┌──

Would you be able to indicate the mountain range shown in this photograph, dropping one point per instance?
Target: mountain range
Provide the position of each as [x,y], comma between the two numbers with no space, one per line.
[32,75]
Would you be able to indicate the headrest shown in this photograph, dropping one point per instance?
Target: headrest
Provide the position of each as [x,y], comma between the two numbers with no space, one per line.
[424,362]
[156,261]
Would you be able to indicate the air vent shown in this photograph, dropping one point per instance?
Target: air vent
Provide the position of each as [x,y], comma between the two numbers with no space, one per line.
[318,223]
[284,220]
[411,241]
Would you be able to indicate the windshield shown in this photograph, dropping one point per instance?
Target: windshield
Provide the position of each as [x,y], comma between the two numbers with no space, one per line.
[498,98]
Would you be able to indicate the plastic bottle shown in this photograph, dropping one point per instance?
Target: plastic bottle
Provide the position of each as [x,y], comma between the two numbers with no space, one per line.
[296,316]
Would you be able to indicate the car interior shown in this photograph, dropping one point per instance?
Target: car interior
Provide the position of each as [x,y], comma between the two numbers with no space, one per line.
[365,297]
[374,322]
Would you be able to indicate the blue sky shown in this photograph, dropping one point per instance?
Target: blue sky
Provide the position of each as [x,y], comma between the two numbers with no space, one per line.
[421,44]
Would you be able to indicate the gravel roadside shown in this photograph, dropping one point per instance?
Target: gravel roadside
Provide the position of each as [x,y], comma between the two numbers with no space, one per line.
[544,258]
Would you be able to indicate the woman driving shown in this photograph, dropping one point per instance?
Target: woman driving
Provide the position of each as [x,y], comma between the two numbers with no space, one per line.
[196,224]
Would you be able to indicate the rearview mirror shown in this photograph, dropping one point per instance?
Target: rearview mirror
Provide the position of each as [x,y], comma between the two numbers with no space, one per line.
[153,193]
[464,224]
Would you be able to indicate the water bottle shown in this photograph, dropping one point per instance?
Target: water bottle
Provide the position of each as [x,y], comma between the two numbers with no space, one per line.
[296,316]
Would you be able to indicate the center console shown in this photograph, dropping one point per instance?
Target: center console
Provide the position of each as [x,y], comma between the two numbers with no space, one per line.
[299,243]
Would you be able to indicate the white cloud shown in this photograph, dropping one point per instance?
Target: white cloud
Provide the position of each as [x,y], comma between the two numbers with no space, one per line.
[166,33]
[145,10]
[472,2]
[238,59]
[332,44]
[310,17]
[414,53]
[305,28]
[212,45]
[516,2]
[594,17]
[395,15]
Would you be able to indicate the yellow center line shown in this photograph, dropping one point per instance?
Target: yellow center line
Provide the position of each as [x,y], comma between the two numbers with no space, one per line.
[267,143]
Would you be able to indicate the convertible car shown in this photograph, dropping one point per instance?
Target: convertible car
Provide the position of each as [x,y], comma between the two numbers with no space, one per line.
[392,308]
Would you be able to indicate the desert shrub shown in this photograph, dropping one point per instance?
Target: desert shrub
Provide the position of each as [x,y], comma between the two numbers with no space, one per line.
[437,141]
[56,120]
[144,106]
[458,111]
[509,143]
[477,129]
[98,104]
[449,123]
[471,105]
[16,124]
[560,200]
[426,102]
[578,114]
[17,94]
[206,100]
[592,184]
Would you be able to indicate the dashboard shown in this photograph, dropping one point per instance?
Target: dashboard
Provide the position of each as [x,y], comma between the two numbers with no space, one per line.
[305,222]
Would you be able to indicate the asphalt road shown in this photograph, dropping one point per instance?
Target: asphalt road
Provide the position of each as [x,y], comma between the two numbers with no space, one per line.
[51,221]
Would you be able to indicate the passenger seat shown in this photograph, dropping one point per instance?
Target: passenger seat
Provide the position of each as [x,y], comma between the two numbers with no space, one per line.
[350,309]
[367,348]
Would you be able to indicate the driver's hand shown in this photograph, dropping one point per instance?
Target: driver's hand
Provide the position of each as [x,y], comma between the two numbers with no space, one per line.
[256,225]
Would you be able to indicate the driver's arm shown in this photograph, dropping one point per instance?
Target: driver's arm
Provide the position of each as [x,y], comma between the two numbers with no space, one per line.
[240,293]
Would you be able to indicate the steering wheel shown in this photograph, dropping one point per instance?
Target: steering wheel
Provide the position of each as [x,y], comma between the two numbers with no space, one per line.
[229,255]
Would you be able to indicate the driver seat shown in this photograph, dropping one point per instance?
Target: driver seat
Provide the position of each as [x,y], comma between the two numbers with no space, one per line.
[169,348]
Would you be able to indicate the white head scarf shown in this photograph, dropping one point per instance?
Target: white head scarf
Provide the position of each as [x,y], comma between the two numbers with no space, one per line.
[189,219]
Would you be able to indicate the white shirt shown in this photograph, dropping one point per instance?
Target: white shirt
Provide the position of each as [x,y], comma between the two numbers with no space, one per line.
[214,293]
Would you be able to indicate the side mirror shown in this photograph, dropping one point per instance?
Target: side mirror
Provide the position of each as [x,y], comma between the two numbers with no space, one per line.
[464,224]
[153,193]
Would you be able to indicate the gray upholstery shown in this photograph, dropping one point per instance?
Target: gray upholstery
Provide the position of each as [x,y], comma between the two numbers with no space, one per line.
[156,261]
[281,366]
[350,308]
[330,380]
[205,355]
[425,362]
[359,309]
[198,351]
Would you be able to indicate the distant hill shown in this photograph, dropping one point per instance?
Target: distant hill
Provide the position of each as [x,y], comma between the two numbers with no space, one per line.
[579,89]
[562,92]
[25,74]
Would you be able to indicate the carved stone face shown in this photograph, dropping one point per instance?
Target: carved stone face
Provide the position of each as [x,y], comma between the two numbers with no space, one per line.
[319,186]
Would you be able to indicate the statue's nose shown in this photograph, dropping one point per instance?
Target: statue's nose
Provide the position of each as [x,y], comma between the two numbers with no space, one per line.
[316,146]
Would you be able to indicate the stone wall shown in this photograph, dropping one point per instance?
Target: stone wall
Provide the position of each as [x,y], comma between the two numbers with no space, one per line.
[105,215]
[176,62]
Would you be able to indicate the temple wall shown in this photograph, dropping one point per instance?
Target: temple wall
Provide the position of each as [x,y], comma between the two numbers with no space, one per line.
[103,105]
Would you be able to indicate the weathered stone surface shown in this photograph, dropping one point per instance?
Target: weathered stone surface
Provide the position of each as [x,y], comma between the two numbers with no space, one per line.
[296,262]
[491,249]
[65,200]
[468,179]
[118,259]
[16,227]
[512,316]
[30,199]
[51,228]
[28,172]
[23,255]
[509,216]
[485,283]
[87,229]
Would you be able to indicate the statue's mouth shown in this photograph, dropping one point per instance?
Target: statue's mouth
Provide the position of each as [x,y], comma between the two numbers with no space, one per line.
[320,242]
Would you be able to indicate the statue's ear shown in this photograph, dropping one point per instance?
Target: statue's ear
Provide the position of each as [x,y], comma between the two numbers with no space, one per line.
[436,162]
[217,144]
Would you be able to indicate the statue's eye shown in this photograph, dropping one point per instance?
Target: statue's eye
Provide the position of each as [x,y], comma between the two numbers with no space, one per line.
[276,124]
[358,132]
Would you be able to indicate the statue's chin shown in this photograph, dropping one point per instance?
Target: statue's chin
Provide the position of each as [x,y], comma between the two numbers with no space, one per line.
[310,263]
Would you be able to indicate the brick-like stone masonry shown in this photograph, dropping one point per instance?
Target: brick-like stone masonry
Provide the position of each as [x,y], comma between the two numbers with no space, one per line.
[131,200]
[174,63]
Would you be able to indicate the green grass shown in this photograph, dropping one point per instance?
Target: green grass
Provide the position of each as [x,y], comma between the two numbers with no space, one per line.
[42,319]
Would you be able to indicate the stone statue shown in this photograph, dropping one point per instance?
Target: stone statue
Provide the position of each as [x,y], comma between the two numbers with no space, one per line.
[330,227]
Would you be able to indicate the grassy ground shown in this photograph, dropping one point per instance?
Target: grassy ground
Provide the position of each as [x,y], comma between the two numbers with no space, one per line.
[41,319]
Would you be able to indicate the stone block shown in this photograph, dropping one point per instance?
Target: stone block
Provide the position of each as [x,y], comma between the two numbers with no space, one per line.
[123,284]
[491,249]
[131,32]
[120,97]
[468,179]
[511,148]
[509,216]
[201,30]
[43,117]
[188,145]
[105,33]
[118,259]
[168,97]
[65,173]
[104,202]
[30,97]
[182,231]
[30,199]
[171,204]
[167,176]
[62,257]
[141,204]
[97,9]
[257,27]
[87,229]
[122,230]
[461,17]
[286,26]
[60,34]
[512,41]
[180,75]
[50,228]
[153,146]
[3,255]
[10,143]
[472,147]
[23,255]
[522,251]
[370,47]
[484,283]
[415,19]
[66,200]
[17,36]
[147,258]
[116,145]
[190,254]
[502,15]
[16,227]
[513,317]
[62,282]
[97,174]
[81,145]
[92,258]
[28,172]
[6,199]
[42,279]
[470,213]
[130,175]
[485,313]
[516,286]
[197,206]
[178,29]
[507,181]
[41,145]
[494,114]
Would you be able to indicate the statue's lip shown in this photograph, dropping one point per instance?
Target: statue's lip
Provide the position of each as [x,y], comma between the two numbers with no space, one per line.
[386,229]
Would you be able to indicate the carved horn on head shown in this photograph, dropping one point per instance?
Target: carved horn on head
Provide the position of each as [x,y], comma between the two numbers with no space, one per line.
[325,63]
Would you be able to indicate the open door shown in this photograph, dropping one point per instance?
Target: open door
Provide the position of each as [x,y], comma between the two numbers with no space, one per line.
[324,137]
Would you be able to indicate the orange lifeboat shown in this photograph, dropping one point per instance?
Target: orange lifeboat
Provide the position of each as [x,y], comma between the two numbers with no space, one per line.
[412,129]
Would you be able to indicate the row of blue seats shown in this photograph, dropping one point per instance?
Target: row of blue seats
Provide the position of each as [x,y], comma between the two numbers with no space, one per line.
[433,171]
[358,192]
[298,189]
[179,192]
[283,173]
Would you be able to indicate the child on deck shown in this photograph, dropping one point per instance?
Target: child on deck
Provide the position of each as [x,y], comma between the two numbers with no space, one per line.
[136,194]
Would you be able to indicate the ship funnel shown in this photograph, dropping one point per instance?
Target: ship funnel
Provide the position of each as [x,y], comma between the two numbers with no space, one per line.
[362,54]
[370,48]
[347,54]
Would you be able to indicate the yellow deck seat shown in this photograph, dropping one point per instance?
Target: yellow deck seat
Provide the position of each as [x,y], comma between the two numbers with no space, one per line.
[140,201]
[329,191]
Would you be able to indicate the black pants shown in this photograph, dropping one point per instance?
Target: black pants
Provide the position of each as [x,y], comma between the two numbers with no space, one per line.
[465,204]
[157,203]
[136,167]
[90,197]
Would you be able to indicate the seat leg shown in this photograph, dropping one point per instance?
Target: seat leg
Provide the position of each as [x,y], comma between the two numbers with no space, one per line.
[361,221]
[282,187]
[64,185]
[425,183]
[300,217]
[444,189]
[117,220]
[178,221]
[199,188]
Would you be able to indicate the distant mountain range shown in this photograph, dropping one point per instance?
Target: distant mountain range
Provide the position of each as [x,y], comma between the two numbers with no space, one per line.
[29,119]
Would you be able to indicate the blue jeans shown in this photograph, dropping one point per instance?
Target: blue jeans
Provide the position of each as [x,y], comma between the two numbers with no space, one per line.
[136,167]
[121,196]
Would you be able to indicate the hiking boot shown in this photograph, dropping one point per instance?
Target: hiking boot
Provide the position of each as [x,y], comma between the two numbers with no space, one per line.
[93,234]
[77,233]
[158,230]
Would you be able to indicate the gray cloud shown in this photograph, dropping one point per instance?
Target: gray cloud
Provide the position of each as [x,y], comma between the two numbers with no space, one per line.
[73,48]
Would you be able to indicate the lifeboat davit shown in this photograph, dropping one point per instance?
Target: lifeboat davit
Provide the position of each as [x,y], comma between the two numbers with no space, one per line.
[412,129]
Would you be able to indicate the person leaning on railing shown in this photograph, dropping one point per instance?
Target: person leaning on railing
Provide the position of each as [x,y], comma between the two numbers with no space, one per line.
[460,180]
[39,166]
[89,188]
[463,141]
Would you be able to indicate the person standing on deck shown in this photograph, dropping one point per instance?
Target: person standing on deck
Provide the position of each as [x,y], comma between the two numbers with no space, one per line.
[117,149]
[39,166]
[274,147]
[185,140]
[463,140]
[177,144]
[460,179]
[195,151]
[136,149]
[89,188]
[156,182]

└──

▸ What needs to be done: Reproduce everything from the line containing "Would you be able to indicate the person standing" down to the end of the records, requests included. Multiply each coordinate in the answers by 1.8 and round it to a whole number, with halves rounded up.

▸ Final result:
Would you be able to indicate the person standing on deck shown in this photograph, dropping one point per instance?
Target: person standing on deck
Provide the position of each as [x,y], comma between the two numbers with no space, one per line.
[211,268]
[70,299]
[493,265]
[333,252]
[833,252]
[319,259]
[828,322]
[351,272]
[245,268]
[160,338]
[281,328]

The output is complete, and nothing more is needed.